YOUR GOAL>
Copy out every line from the start of the entries through the line containing "[503,320,600,342]", keeping all the wording, but rescale each bounding box coordinate by multiplying it by 1.15 and rounding to a whole number, with halves going up. Leave the pictures out.

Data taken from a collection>
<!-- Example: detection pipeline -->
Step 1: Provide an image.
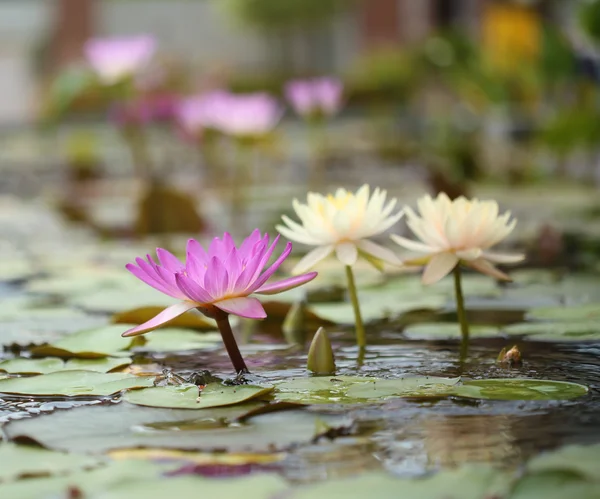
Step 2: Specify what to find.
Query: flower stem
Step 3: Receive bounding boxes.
[454,264,469,352]
[215,312,250,374]
[346,265,367,349]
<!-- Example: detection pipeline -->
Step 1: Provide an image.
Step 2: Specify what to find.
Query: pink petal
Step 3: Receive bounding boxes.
[213,297,267,319]
[255,272,317,295]
[423,253,458,284]
[175,273,213,303]
[186,239,209,264]
[121,301,196,336]
[156,248,184,274]
[249,241,292,293]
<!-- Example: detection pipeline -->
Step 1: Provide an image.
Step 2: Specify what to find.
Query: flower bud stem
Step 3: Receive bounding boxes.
[214,311,250,374]
[346,265,367,349]
[454,264,469,350]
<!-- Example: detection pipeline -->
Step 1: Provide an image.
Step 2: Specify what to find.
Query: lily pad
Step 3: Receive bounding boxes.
[402,322,500,340]
[0,443,103,482]
[136,328,222,352]
[454,378,588,400]
[4,402,352,454]
[0,370,155,397]
[31,324,144,359]
[124,383,273,409]
[527,303,600,321]
[275,376,460,404]
[0,357,131,374]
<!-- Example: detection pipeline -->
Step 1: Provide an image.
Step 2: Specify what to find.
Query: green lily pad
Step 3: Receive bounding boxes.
[139,328,222,352]
[527,303,600,321]
[0,370,155,397]
[0,460,179,499]
[3,402,352,454]
[290,465,510,499]
[0,443,103,482]
[402,322,500,340]
[31,324,139,359]
[454,379,588,400]
[123,383,273,409]
[275,376,460,404]
[0,357,131,374]
[503,320,600,342]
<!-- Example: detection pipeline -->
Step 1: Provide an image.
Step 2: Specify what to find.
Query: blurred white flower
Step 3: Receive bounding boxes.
[277,184,403,273]
[391,193,525,284]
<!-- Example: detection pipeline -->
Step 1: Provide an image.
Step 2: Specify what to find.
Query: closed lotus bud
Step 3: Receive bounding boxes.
[281,300,307,346]
[306,327,335,374]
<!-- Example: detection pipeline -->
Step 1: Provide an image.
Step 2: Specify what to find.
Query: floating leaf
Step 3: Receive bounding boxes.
[0,371,155,397]
[0,357,131,374]
[124,383,273,409]
[0,443,102,482]
[275,376,459,404]
[139,328,222,352]
[112,307,216,331]
[0,404,352,454]
[31,324,138,359]
[402,322,500,340]
[454,379,588,400]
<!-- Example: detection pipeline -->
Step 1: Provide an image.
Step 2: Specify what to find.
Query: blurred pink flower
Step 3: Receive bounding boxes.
[84,35,156,85]
[285,78,344,117]
[184,90,283,137]
[123,229,317,336]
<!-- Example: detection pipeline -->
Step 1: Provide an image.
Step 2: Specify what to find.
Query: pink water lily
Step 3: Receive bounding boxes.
[123,229,317,336]
[84,35,156,85]
[285,78,344,117]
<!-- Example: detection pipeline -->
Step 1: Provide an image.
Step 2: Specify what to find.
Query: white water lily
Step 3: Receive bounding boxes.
[391,193,525,284]
[277,184,403,274]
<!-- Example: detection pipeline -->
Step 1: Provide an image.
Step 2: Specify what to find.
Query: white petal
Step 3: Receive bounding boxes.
[482,251,525,263]
[390,234,435,253]
[335,242,358,265]
[356,239,402,265]
[423,253,458,284]
[292,244,333,274]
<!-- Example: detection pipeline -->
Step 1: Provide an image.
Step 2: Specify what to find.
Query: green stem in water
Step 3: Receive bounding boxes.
[214,310,250,374]
[454,263,469,352]
[346,265,367,349]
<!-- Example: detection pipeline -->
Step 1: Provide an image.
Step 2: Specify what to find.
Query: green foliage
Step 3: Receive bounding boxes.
[219,0,354,31]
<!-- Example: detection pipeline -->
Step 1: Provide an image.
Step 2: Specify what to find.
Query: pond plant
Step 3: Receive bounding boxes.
[391,193,525,348]
[277,184,403,350]
[123,229,317,373]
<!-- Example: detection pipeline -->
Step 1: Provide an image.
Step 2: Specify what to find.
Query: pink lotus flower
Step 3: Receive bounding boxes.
[123,229,317,336]
[184,91,283,138]
[84,35,156,85]
[285,78,344,117]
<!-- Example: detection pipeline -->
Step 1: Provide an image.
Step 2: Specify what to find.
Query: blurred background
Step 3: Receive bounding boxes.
[0,0,600,261]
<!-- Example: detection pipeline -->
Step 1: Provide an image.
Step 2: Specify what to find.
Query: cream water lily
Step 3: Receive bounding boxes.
[391,193,525,348]
[277,184,402,347]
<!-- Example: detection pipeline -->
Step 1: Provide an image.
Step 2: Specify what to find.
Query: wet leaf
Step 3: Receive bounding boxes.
[136,328,222,352]
[275,376,459,404]
[0,371,154,397]
[123,383,273,409]
[112,307,217,331]
[31,324,138,359]
[0,404,352,454]
[454,379,588,400]
[0,442,103,482]
[527,303,600,321]
[402,322,500,340]
[290,465,510,499]
[0,357,131,374]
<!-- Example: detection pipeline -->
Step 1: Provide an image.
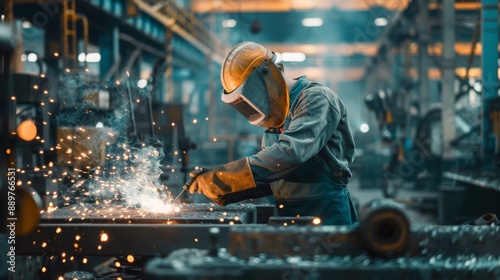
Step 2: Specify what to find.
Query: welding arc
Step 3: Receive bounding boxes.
[172,168,210,203]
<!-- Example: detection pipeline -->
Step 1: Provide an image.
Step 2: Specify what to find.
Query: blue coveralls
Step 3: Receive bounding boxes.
[249,76,357,225]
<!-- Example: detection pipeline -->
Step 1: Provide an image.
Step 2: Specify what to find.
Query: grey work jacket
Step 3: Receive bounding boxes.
[249,76,355,201]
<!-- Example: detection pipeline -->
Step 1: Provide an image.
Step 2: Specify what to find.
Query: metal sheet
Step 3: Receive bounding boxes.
[16,223,234,258]
[40,203,256,224]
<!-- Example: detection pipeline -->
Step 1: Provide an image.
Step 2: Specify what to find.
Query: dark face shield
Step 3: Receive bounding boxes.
[222,60,289,127]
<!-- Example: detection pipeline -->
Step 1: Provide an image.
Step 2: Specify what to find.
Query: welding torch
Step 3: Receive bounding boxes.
[172,168,210,203]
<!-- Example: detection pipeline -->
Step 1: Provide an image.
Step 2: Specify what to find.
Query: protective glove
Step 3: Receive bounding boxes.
[189,158,271,206]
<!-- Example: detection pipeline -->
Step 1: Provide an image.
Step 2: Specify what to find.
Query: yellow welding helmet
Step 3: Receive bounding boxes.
[221,42,290,127]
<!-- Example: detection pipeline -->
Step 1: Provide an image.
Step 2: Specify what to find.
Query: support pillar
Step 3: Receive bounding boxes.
[99,26,120,82]
[441,0,456,162]
[481,0,498,168]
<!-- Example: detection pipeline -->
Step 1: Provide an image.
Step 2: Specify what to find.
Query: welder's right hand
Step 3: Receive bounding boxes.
[183,167,210,191]
[189,158,256,206]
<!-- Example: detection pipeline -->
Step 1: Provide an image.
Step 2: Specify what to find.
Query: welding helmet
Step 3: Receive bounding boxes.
[221,42,290,128]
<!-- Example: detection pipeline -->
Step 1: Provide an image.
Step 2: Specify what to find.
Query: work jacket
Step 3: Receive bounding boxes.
[249,76,357,225]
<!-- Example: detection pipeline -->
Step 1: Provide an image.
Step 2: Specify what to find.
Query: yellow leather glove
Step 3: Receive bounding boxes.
[189,158,256,206]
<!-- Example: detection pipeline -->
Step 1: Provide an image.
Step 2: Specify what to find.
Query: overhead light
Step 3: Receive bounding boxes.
[27,53,38,62]
[222,18,238,28]
[281,52,306,62]
[137,79,148,88]
[302,18,323,27]
[359,123,370,133]
[85,53,101,62]
[274,53,282,63]
[375,18,389,26]
[78,53,85,62]
[16,119,37,142]
[78,53,101,62]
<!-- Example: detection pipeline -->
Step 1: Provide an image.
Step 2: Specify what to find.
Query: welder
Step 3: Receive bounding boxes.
[189,42,357,225]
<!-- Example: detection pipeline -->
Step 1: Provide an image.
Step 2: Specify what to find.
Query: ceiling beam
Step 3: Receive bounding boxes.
[191,0,409,13]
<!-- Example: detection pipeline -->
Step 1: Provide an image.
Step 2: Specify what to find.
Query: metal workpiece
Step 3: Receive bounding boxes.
[228,225,500,259]
[40,203,256,225]
[144,234,500,280]
[16,204,256,256]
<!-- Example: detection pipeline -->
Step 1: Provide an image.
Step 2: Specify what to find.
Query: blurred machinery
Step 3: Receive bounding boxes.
[361,0,500,224]
[0,0,500,279]
[12,200,500,279]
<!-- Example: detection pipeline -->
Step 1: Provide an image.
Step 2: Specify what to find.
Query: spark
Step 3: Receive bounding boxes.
[127,255,134,263]
[101,233,108,242]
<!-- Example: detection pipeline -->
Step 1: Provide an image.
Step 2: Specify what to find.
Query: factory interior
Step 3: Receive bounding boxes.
[0,0,500,280]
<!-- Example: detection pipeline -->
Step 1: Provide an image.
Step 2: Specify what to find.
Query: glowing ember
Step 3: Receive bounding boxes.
[101,233,108,242]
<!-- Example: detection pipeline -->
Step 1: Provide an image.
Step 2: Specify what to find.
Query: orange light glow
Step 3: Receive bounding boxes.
[16,120,37,141]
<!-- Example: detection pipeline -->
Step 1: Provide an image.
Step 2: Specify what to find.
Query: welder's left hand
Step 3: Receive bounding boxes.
[189,158,256,206]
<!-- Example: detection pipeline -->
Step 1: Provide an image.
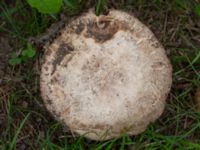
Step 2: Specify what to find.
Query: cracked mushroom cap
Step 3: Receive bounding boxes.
[41,10,172,140]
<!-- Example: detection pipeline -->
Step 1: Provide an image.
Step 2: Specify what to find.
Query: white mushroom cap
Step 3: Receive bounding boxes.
[41,10,172,140]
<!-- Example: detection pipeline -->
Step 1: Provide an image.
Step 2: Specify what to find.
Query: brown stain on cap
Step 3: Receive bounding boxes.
[84,16,120,43]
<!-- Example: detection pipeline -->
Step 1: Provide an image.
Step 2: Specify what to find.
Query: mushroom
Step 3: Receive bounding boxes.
[40,10,172,140]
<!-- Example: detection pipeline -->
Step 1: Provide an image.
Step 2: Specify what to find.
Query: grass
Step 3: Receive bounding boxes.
[0,0,200,150]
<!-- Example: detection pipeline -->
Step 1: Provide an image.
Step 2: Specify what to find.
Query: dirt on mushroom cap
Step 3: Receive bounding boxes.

ANSWER IN FULL>
<!-- Example: detection pipeline -->
Step 1: Provide an image.
Step 2: Specify what to find.
Query: flower stem
Step 3: Receive bounding boxes.
[522,304,539,405]
[247,359,288,430]
[398,305,422,401]
<!-- Example: detection pipeline -->
Step 1: Provide an image.
Step 2: Specify what to find.
Query: pink petal
Step 3: Receive bounding boxes.
[245,342,307,367]
[293,313,365,339]
[486,291,527,327]
[201,314,245,348]
[214,275,240,304]
[139,346,225,386]
[179,285,212,315]
[286,277,336,337]
<!-- Example: detection pipeline -->
Step 1: Provide an image.
Step 2: Specify what to find.
Query: flower bud stem
Step 3: Receive bounding boxes.
[246,358,288,430]
[398,305,422,401]
[522,304,539,403]
<!-- Example: detection pipeline -->
Step 1: Provide an image.
Step 2: Specify what to find.
Query: lily pad
Step 3: Receive bounding boxes.
[462,370,575,391]
[0,509,118,554]
[156,377,255,405]
[522,435,676,460]
[5,462,405,522]
[0,426,178,457]
[36,373,166,413]
[143,440,314,470]
[606,348,690,369]
[316,432,529,465]
[0,411,151,430]
<!-- Example: detection pipeline -->
Step 1: Provide an image.
Step 2: Specify what to find.
Query: green lily pad
Step 3: Receive bounding boxes.
[160,377,255,405]
[606,348,690,369]
[0,426,178,457]
[0,529,206,574]
[3,462,405,522]
[334,535,587,574]
[0,509,118,554]
[462,370,575,391]
[36,373,160,413]
[522,436,676,460]
[141,440,314,470]
[316,432,529,465]
[0,411,151,430]
[578,368,690,393]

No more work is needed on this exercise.